Newton Wayland is cooking musical stew, stirring up the ingredients of a

dish called Ray Charles.

Charles comes to the Orange County Performing Art Center to play with the

Pacific Symphony Pops tonight and Saturday. And Wayland, the conductor

for both evenings, has put together a program intended to illustrate the

Georgia crooner’s roots.

The 69-year-old singer has been called “the genius of soul,” for his

powerful, gospel-tinged vocal style and his seemingly unlimited powers of

composition.

But Charles didn’t emerge from nowhere. Wayland hopes the tunes he has

selected for the first half of the program will help listeners understand

just what it was about American music in 1930 that was such fertile

ground for Charles’ development.

“I’m a history buff,” Wayland said. “I like to explore the roots of

stuff, and that’s what I’m doing, with a minimum of time.”

Packed into the first 30 to 40 minutes of the concert are tunes by the

likes of Irving Berlin, Scott Joplin and Louis Moreau Gottschalk, the

first prominent American composer to use Latin American and Creole

rhythms in his compositions.

The point of this tour through American musical history, Wayland said, is

to articulate the lineage that lead up to Charles.

In the “Grand Walkaround” melody that will be performed from Gottschalk’s

“Cakewalk,” for example, Wayland is emphasizing the importance of 19th

century African American music to Charles’ style.

The cakewalk was a dance performed on plantations, Wayland explained. Its

essential forms were transmitted from these rural roots into the stage

environment of minstrel shows.The music then filtered through ragtime and

into jazz.

“Eventually,” Wayland added, “you end up with Ray Charles.”

****************************************

### Task a
Name every composer whose tunes the article on the Ray Charles concert says are packed into the first part of the program.

****************************************

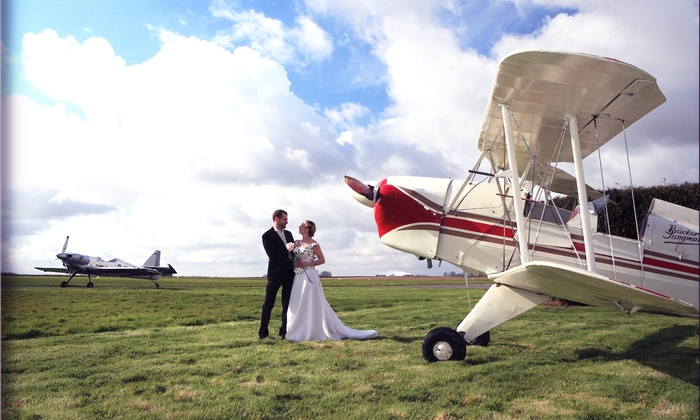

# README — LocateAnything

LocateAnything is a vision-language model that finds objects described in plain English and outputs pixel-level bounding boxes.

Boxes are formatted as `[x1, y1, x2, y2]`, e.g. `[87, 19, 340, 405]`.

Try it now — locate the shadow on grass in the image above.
[577, 325, 698, 386]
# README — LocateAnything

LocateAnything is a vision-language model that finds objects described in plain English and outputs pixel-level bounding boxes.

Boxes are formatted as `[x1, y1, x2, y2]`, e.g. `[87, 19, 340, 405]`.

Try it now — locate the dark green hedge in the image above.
[554, 182, 700, 239]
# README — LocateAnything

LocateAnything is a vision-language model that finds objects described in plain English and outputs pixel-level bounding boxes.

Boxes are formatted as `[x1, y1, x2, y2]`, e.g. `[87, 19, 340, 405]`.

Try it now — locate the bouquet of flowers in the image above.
[287, 242, 313, 283]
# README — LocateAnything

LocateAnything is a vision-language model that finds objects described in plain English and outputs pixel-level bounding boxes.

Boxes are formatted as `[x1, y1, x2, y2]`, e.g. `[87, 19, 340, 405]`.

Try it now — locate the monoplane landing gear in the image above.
[423, 327, 467, 362]
[61, 271, 77, 287]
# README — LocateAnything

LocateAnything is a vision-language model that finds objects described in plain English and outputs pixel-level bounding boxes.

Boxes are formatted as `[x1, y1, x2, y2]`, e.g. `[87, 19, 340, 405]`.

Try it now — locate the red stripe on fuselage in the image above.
[374, 180, 442, 237]
[442, 216, 513, 238]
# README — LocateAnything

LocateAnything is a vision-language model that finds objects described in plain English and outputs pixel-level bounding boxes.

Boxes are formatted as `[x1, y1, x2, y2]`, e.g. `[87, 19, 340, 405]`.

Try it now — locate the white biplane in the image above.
[345, 51, 700, 361]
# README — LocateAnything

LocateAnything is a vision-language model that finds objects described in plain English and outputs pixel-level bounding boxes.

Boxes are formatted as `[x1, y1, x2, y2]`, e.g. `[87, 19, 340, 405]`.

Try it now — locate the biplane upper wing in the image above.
[489, 261, 698, 317]
[478, 51, 666, 193]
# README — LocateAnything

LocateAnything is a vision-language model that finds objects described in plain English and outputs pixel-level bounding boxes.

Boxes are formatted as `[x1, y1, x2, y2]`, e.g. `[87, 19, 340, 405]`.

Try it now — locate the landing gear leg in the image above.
[61, 271, 77, 287]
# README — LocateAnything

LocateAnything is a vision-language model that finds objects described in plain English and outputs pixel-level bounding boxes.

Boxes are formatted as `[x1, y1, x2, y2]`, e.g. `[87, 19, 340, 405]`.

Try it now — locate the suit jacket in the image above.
[262, 227, 294, 283]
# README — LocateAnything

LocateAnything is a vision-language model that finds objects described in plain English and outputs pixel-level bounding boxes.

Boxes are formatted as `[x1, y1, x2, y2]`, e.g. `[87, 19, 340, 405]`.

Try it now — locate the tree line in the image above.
[554, 182, 700, 239]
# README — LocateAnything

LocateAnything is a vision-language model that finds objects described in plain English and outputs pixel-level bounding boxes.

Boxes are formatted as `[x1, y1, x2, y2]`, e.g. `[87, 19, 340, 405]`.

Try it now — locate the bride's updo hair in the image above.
[306, 220, 316, 238]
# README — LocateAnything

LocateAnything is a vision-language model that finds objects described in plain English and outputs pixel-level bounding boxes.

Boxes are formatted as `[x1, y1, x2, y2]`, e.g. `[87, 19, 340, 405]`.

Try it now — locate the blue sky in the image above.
[2, 0, 699, 276]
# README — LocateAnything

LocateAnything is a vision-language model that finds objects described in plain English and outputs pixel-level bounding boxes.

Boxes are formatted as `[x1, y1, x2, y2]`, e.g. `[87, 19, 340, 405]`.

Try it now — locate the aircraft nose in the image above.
[345, 175, 374, 208]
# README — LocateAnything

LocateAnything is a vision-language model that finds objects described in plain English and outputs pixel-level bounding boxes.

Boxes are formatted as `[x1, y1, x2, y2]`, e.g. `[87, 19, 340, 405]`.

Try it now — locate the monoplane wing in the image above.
[34, 267, 71, 274]
[85, 267, 161, 277]
[478, 51, 666, 187]
[489, 261, 698, 317]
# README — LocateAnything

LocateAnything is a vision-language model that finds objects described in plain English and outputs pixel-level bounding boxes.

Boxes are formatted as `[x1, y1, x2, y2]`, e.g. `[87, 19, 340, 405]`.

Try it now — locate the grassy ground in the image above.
[2, 276, 699, 419]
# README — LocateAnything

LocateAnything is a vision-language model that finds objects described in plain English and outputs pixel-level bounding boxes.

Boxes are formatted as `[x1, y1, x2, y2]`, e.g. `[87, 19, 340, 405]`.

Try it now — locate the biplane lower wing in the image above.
[489, 261, 698, 317]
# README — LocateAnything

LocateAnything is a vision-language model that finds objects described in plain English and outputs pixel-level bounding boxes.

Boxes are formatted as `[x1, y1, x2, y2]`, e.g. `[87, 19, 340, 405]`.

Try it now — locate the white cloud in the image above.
[3, 0, 699, 276]
[211, 1, 333, 65]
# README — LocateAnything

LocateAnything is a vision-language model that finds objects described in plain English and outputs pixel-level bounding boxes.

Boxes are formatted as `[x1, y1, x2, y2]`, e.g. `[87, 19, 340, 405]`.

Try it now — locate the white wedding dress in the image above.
[286, 243, 378, 341]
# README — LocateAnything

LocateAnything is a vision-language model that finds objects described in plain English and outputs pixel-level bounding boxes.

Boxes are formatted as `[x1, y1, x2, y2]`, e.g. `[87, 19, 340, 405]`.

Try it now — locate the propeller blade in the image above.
[345, 175, 374, 201]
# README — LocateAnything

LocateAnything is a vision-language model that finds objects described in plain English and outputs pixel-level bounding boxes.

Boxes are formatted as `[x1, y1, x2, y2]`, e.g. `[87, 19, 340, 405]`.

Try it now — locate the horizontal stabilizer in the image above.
[457, 285, 550, 341]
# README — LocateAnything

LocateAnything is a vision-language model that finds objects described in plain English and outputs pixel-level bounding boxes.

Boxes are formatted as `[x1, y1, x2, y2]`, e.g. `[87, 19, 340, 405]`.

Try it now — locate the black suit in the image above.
[258, 227, 294, 338]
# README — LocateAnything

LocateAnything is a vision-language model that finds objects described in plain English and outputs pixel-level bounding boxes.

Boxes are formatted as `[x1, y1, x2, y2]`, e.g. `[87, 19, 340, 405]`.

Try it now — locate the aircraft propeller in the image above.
[345, 175, 375, 207]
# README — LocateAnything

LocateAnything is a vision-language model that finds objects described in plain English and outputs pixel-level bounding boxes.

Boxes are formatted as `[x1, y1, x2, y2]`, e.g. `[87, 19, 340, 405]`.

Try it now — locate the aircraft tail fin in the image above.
[143, 250, 160, 267]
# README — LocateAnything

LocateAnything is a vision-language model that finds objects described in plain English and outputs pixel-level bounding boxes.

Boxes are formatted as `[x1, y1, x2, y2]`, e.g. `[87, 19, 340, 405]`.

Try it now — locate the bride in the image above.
[286, 220, 378, 341]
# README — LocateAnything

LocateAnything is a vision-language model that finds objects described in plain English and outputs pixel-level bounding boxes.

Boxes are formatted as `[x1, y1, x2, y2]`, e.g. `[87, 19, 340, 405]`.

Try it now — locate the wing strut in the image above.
[498, 104, 528, 264]
[564, 114, 596, 273]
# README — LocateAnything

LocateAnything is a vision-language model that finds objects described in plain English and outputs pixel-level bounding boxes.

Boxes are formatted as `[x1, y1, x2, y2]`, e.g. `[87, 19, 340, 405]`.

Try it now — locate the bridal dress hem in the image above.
[285, 243, 378, 341]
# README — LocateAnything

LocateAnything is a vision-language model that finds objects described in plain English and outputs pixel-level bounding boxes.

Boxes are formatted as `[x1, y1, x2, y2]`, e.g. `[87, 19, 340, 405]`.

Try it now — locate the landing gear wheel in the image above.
[423, 327, 467, 363]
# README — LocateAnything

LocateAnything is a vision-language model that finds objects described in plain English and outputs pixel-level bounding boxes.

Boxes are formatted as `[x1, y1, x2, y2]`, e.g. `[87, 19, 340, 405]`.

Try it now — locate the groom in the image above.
[258, 210, 294, 340]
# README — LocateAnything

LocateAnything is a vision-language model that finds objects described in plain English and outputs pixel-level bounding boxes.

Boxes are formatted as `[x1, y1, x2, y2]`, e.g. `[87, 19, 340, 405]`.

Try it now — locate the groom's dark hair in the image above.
[272, 209, 287, 222]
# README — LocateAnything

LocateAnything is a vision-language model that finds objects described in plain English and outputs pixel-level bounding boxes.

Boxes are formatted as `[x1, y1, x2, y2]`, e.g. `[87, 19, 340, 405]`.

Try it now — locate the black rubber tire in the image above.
[423, 327, 467, 363]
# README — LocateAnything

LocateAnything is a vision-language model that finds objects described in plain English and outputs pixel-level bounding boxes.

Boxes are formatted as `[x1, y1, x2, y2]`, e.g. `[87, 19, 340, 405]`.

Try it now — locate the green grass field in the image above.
[2, 276, 699, 419]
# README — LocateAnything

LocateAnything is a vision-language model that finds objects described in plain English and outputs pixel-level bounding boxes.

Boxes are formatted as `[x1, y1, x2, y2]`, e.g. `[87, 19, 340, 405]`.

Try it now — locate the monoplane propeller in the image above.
[345, 175, 375, 207]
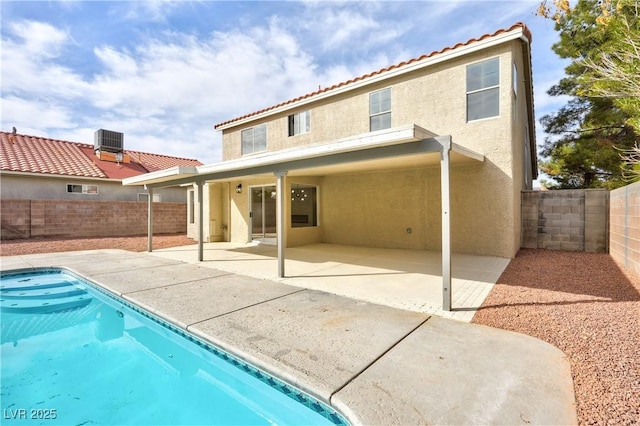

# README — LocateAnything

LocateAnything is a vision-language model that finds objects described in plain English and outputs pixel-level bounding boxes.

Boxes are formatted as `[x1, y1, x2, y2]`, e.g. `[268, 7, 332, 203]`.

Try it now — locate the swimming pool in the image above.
[0, 268, 347, 425]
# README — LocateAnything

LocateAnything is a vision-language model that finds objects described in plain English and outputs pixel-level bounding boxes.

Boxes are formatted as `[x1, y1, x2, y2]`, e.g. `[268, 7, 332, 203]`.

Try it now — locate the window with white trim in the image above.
[241, 124, 267, 155]
[467, 58, 500, 121]
[289, 110, 311, 136]
[67, 183, 98, 195]
[369, 87, 391, 132]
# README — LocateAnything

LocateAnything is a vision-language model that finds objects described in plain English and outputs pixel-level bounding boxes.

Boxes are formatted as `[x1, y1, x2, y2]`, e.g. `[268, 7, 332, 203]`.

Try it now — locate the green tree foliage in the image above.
[539, 0, 640, 189]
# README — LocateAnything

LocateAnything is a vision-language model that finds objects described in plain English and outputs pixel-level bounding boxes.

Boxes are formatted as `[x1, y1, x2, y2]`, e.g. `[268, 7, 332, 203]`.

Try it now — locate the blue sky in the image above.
[0, 0, 567, 164]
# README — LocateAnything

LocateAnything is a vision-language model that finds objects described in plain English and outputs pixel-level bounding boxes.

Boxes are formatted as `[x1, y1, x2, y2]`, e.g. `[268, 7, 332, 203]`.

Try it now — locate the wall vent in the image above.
[93, 129, 124, 152]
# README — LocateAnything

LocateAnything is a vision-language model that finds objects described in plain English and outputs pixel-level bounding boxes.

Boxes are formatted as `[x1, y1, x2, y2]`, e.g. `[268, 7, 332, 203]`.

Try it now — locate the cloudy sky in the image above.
[0, 0, 566, 164]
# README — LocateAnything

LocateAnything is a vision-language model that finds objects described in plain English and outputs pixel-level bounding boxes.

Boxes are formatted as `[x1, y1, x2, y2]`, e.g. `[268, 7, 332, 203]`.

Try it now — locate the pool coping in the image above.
[0, 250, 577, 424]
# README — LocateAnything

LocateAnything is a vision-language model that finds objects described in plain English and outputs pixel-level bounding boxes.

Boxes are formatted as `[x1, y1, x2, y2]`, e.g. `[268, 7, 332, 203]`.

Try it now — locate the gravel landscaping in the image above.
[0, 235, 640, 425]
[0, 234, 196, 256]
[473, 249, 640, 425]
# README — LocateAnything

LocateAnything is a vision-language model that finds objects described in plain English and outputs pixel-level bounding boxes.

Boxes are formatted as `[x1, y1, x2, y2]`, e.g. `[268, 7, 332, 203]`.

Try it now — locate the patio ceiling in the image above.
[123, 124, 484, 311]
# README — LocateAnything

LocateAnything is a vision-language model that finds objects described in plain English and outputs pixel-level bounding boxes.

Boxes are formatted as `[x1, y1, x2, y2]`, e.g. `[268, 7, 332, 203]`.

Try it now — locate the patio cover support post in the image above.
[196, 182, 204, 262]
[274, 171, 287, 278]
[438, 135, 452, 311]
[147, 188, 153, 252]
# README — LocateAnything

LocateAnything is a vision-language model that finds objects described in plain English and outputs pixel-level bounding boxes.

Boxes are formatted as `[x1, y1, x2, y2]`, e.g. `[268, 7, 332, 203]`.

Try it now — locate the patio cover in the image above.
[123, 124, 484, 310]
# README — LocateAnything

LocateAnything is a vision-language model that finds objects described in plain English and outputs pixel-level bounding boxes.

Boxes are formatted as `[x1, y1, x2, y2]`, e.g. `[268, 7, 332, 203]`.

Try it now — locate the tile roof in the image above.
[0, 132, 202, 179]
[214, 22, 532, 129]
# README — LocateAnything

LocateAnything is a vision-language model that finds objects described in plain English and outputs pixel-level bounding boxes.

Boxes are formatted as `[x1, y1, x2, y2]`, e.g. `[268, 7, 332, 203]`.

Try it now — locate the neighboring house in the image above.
[0, 129, 202, 240]
[0, 131, 202, 203]
[124, 23, 537, 308]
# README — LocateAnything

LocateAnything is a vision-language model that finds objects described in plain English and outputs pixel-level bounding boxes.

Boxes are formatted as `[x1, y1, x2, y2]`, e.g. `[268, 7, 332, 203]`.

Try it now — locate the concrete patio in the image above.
[145, 243, 509, 322]
[0, 250, 577, 425]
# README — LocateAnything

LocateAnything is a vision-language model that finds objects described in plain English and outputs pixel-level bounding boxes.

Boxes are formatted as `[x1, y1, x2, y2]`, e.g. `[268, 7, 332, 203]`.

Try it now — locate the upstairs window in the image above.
[369, 88, 391, 132]
[467, 58, 500, 121]
[241, 124, 267, 155]
[289, 111, 311, 136]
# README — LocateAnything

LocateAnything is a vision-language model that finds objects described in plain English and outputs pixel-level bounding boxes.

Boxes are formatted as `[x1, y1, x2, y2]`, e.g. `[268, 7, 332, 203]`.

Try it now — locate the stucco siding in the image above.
[218, 40, 533, 257]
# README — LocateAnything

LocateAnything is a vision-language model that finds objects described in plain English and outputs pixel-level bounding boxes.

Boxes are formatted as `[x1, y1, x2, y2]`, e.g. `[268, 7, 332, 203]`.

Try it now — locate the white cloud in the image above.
[2, 96, 75, 131]
[2, 21, 88, 98]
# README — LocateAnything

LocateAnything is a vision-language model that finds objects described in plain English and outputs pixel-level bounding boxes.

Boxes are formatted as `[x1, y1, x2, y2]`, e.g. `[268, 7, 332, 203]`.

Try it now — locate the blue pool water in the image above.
[0, 269, 346, 425]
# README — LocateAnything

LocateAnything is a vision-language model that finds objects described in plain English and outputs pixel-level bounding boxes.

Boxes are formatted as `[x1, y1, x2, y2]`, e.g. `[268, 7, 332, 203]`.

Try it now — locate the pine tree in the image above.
[540, 0, 640, 189]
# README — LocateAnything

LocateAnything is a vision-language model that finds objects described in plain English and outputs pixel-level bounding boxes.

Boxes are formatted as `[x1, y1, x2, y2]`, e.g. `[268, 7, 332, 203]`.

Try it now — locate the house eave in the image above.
[122, 166, 198, 186]
[215, 27, 529, 131]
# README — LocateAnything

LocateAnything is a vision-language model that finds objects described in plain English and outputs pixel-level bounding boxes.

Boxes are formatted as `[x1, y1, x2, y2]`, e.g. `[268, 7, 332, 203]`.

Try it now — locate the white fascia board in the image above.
[198, 124, 437, 174]
[0, 170, 122, 182]
[217, 27, 528, 130]
[122, 166, 198, 186]
[451, 142, 484, 162]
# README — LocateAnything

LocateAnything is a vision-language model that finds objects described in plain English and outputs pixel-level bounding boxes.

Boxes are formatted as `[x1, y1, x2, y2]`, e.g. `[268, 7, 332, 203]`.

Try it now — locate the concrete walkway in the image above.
[0, 250, 577, 425]
[148, 243, 509, 322]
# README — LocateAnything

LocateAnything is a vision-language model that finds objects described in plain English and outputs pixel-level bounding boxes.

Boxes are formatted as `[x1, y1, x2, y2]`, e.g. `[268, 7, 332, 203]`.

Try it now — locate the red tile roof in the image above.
[0, 132, 202, 179]
[214, 22, 532, 129]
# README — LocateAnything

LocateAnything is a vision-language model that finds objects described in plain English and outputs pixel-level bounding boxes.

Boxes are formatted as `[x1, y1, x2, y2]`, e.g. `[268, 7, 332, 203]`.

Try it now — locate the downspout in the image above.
[437, 136, 452, 311]
[147, 188, 153, 253]
[274, 171, 287, 278]
[196, 181, 204, 262]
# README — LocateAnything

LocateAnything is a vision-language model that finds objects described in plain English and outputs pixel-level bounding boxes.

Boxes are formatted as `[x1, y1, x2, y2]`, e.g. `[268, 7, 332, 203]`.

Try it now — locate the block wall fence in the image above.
[0, 200, 187, 240]
[609, 182, 640, 277]
[521, 189, 609, 253]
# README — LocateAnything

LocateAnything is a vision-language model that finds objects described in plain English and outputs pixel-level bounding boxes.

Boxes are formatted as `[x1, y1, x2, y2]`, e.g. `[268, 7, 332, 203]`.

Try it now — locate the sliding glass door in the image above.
[251, 185, 276, 244]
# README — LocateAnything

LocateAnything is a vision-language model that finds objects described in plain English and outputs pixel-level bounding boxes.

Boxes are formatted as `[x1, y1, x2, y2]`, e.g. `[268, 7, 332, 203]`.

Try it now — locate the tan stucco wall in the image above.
[218, 41, 526, 257]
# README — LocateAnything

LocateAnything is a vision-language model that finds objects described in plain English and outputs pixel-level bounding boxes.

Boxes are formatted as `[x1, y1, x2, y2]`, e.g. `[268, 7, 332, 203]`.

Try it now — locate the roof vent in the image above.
[93, 129, 124, 152]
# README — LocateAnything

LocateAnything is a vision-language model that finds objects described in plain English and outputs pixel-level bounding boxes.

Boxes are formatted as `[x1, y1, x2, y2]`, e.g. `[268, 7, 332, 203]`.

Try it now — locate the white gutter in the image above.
[122, 166, 198, 186]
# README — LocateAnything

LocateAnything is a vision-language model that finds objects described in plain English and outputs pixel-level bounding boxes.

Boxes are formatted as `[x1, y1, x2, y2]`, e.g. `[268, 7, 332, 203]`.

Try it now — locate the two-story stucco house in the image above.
[125, 24, 537, 305]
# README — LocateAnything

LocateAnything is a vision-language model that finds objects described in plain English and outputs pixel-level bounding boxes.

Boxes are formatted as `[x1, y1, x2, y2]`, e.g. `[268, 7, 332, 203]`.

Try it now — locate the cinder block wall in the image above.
[609, 182, 640, 277]
[0, 200, 187, 240]
[521, 189, 609, 252]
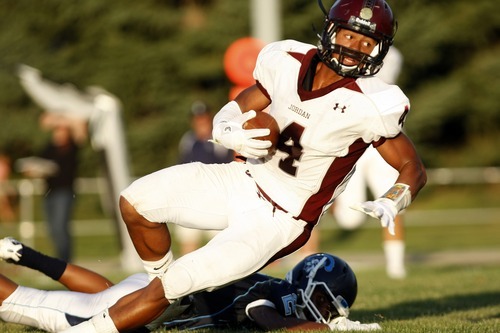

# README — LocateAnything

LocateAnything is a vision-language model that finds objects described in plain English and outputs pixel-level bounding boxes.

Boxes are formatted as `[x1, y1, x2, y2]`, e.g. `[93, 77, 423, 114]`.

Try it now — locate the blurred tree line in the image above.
[0, 0, 500, 176]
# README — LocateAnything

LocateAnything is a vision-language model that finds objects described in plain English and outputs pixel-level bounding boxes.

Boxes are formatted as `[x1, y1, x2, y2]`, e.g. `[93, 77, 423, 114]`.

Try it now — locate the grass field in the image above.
[0, 185, 500, 333]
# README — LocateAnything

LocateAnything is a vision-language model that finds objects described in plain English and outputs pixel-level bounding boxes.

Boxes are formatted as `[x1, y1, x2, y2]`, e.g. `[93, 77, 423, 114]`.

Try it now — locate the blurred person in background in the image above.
[0, 152, 17, 222]
[19, 112, 87, 262]
[64, 0, 426, 333]
[174, 101, 234, 255]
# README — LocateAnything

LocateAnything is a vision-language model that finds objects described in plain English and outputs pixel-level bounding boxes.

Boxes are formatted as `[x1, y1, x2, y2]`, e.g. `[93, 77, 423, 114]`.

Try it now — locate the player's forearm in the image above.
[396, 161, 427, 201]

****************************************

### Task b
Please report how many lines in the rows above contain the word "pool". Give only the number.

### Final answer a
Irving Berlin, Scott Joplin, Louis Moreau Gottschalk

### Final answer b
3